■ The exercise ■
Copy out these lines word for word, starting at the line that contains "Where can you see the great" and continuing through the last line.

■ Material for the task ■
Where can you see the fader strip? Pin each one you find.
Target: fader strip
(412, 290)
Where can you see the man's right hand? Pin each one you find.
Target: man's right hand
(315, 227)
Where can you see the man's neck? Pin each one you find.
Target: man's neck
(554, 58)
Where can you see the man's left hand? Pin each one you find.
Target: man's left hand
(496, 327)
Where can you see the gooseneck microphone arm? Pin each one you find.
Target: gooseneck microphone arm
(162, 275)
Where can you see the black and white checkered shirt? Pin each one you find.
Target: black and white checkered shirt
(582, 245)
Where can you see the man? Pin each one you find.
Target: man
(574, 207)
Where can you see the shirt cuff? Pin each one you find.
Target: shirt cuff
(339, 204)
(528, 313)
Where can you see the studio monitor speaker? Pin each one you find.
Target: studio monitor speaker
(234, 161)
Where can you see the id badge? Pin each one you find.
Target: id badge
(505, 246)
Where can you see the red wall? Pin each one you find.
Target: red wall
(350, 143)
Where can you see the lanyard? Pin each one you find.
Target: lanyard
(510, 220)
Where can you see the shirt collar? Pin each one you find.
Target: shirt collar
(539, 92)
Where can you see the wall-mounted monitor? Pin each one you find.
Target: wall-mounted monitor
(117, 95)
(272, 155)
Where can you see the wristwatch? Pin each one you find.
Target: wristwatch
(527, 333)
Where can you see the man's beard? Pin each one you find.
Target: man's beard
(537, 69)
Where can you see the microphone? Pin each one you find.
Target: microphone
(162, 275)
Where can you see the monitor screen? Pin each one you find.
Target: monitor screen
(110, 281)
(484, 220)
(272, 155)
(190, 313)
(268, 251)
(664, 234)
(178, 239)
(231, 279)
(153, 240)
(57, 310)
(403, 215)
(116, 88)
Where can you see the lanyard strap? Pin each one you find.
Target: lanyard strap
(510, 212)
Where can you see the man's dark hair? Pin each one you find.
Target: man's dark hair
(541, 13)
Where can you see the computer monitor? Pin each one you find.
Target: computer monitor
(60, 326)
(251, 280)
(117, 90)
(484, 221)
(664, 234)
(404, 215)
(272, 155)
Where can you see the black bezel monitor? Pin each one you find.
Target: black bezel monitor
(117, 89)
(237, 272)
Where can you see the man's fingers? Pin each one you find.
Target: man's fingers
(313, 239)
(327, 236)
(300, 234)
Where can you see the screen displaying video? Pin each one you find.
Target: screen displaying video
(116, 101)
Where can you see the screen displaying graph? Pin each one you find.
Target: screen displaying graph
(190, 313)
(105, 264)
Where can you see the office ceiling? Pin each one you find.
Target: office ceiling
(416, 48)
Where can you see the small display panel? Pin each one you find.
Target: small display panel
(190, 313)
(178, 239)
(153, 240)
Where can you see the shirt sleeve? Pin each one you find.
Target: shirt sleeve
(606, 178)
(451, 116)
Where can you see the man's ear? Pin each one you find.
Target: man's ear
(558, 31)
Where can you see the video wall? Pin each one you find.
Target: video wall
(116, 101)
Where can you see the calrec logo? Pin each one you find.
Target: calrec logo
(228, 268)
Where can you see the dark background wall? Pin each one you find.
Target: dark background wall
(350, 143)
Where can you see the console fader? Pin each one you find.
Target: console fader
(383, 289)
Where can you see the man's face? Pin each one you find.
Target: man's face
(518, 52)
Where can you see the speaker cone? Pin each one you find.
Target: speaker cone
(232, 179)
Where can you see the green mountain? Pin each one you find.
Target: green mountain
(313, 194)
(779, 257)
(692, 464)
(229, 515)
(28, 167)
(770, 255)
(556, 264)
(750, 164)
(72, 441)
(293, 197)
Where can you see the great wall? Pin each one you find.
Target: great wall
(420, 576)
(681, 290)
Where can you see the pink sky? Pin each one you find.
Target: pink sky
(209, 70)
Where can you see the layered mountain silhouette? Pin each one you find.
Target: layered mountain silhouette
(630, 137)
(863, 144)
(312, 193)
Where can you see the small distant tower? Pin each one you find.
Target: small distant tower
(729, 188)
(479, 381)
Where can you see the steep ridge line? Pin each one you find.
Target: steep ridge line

■ Response to the exercise ■
Where can you see the great wall? Pin each one you find.
Target: great wall
(420, 576)
(681, 290)
Where can you see the pink sky? Pin each one you find.
Target: pink sky
(209, 70)
Where can you see the layered mountain silhouette? Pin each one you find.
Target: layered mountain silhouette
(630, 137)
(863, 144)
(312, 193)
Where can you see the small distant tower? Pin each one you find.
Target: small distant tower
(729, 188)
(479, 381)
Where can you see the steep ridge line? Pin each one you find.
Target: steep ridge line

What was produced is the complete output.